SET PROBLEM ▸ Return the whole listing, line for line, without the pictures in it.

RECORDS TO USE ▸
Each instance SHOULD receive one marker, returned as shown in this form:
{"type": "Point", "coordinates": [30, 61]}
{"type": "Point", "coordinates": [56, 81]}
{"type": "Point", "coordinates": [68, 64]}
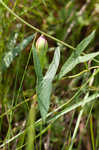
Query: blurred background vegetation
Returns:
{"type": "Point", "coordinates": [70, 21]}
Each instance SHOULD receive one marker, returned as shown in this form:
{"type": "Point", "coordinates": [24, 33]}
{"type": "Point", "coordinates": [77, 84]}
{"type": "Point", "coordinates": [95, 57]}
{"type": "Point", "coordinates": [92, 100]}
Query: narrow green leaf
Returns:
{"type": "Point", "coordinates": [37, 65]}
{"type": "Point", "coordinates": [44, 89]}
{"type": "Point", "coordinates": [9, 56]}
{"type": "Point", "coordinates": [87, 57]}
{"type": "Point", "coordinates": [72, 60]}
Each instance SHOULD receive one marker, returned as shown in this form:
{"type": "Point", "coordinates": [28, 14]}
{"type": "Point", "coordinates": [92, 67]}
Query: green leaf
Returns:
{"type": "Point", "coordinates": [9, 56]}
{"type": "Point", "coordinates": [37, 65]}
{"type": "Point", "coordinates": [87, 57]}
{"type": "Point", "coordinates": [73, 59]}
{"type": "Point", "coordinates": [44, 89]}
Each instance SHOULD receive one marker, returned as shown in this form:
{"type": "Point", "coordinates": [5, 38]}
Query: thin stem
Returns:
{"type": "Point", "coordinates": [34, 28]}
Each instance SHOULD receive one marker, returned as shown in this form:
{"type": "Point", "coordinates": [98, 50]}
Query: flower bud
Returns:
{"type": "Point", "coordinates": [41, 44]}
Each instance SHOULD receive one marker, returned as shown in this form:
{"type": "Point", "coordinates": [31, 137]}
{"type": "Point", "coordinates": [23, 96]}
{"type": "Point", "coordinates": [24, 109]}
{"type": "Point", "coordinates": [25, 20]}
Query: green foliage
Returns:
{"type": "Point", "coordinates": [74, 59]}
{"type": "Point", "coordinates": [55, 106]}
{"type": "Point", "coordinates": [44, 84]}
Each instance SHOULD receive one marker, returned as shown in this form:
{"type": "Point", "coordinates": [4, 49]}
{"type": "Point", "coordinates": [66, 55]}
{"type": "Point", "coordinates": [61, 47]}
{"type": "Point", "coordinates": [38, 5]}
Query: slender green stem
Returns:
{"type": "Point", "coordinates": [34, 28]}
{"type": "Point", "coordinates": [92, 134]}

ANSWER IN FULL ▸
Each instance SHOULD receive one marker, returned as shown in this form:
{"type": "Point", "coordinates": [30, 61]}
{"type": "Point", "coordinates": [56, 81]}
{"type": "Point", "coordinates": [68, 64]}
Query: blurred background vegetation
Returns:
{"type": "Point", "coordinates": [70, 21]}
Each instance SHOULD receive one marker, returned as shown in this form:
{"type": "Point", "coordinates": [24, 33]}
{"type": "Point", "coordinates": [77, 84]}
{"type": "Point", "coordinates": [95, 57]}
{"type": "Point", "coordinates": [92, 100]}
Query: narrow green leaf
Returns:
{"type": "Point", "coordinates": [37, 65]}
{"type": "Point", "coordinates": [44, 89]}
{"type": "Point", "coordinates": [9, 56]}
{"type": "Point", "coordinates": [87, 57]}
{"type": "Point", "coordinates": [72, 60]}
Each instance SHOULD receive one marker, returned as shown in this form:
{"type": "Point", "coordinates": [28, 14]}
{"type": "Point", "coordinates": [92, 67]}
Query: green leaf
Returns:
{"type": "Point", "coordinates": [9, 56]}
{"type": "Point", "coordinates": [37, 65]}
{"type": "Point", "coordinates": [87, 57]}
{"type": "Point", "coordinates": [73, 59]}
{"type": "Point", "coordinates": [44, 89]}
Each instance SHOULD receive one marker, returned as shown in this form:
{"type": "Point", "coordinates": [5, 38]}
Query: thin stem
Returns:
{"type": "Point", "coordinates": [34, 28]}
Each instance SHOULD receive one marker, returned as shown in this form:
{"type": "Point", "coordinates": [98, 50]}
Query: flower bud
Returns:
{"type": "Point", "coordinates": [41, 44]}
Each instance SHOULD receive one marker, returned as shown in this form:
{"type": "Point", "coordinates": [31, 137]}
{"type": "Point", "coordinates": [23, 96]}
{"type": "Point", "coordinates": [24, 109]}
{"type": "Point", "coordinates": [25, 20]}
Query: green foliage
Returns:
{"type": "Point", "coordinates": [74, 59]}
{"type": "Point", "coordinates": [55, 106]}
{"type": "Point", "coordinates": [44, 84]}
Each instance SHOULD receive one marker, returned as shown in this form:
{"type": "Point", "coordinates": [4, 49]}
{"type": "Point", "coordinates": [66, 55]}
{"type": "Point", "coordinates": [61, 47]}
{"type": "Point", "coordinates": [38, 5]}
Query: slender green stem
Returns:
{"type": "Point", "coordinates": [34, 28]}
{"type": "Point", "coordinates": [92, 134]}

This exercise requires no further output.